These contracts are risk-managed using a variety of derivative
instruments that are fair valued under IFRS. This results in measurement
differences in relation to recognition of gains and losses.
The way BP manages the economic exposures described above, and
measures performance internally, differs from the way these activities
are measured under IFRS. BP calculates this difference for consolidated
entities by comparing the IFRS result with management’s internal
measure of performance. Under management’s internal measure of
performance the inventory and capacity contracts in question are valued
based on fair value using relevant forward prices prevailing at the end of
the period. The fair values of certain derivative instruments used to risk
manage LNG and oil and gas processing contracts are deferred to match
with the underlying exposure and the commodity contracts for business
requirements are accounted for on an accruals basis. We believe that
disclosing management’s estimate of this difference provides useful
information for investors because it enables investors to see the
economic effect of these activities as a whole.
Free cash flow
Operating cash flow less net cash used in investing activities, as
presented in the group cash flow statement.
Gearing
See Net debt and net debt ratio definition.
Henry Hub
A distribution hub on the natural gas pipeline system in Erath, Louisiana,
that lends its name to the pricing point for natural gas futures contracts
traded on the New York Mercantile Exchange and the over the counter
swaps traded on Intercontinental Exchange.
Hydrocarbons
Liquids and natural gas. Natural gas is converted to oil equivalent at
5.8 billion cubic feet = 1 million barrels.
Inventory holding gains and losses
The difference between the cost of sales calculated using the
replacement cost of inventory and the cost of sales calculated on the
first-in first-out (FIFO) method after adjusting for any changes in
provisions where the net realizable value of the inventory is lower than its
cost. Under the FIFO method, which we use for IFRS reporting, the cost
of inventory charged to the income statement is based on its historical
cost of purchase or manufacture, rather than its replacement cost. In
volatile energy markets, this can have a significant distorting effect on
reported income. The amounts disclosed represent the difference
between the charge to the income statement for inventory on a FIFO
basis (after adjusting for any related movements in net realizable value
provisions) and the charge that would have arisen based on the
replacement cost of inventory. For this purpose, the replacement cost of
inventory is calculated using data from each operation’s production and
manufacturing system, either on a monthly basis, or separately for each
transaction where the system allows this approach. The amounts
disclosed are not separately reflected in the financial statements as a
gain or loss. No adjustment is made in respect of the cost of inventories
held as part of a trading position and certain other temporary inventory
positions. See Replacement cost (RC) profit or loss definition below.
Joint arrangement
An arrangement in which two or more parties have joint control.
Joint control
Contractually agreed sharing of control over an arrangement, which exists
only when decisions about the relevant activities require the unanimous
consent of the parties sharing control.
Joint operation
A joint arrangement whereby the parties that have joint control of the
arrangement have rights to the assets, and obligations for the liabilities,
relating to the arrangement.

▶ RECORDS PROVIDED:
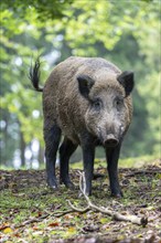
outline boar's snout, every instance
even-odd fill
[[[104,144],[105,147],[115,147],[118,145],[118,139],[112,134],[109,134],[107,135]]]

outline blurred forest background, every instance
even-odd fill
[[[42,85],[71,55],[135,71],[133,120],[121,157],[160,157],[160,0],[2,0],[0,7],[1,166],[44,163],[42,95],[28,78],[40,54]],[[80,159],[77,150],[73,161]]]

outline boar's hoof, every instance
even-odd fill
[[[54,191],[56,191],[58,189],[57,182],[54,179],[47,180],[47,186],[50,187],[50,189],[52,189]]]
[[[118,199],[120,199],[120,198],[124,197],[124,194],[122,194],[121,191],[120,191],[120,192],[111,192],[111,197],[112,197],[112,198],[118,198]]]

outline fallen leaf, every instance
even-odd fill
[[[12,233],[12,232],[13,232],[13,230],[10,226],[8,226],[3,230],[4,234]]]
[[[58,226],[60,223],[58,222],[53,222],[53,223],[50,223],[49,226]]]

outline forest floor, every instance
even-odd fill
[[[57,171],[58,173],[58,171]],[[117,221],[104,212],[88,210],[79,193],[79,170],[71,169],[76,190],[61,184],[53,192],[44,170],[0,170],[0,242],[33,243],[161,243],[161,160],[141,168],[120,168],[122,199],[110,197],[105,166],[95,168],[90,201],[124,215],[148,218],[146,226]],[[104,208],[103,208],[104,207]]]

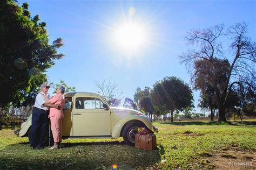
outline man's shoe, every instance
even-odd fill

▶ INSTRUCTIONS:
• 1. Decide whether each statement below agrees with the glossary above, answering yes or no and quoting the deciding words of the glossary exactly.
(a) Natural gas is converted to oil equivalent at 5.8 billion cubic feet to 1 million barrels.
(b) Under the FIFO method, the cost of inventory charged to the income statement is based on its replacement cost.
(c) The Henry Hub distribution hub is located in Erath, Louisiana.
• 2. Answer these questions from the glossary above.
(a) How is free cash flow defined?
(b) What must decisions about the relevant activities require for joint control to exist?
(c) On which exchange are the natural gas futures contracts priced at Henry Hub traded?

▶ SOLUTIONS BELOW:
• 1.
(a) Yes: "Natural gas is converted to oil equivalent at 5.8 billion cubic feet = 1 million barrels."
(b) No: "the cost of inventory charged to the income statement is based on its historical cost of purchase or manufacture, rather than its replacement cost."
(c) Yes: "A distribution hub on the natural gas pipeline system in Erath, Louisiana"

• 2.
(a) Free cash flow is operating cash flow less net cash used in investing activities, as presented in the group cash flow statement.
(b) They must require the unanimous consent of the parties sharing control.
(c) They are traded on the New York Mercantile Exchange.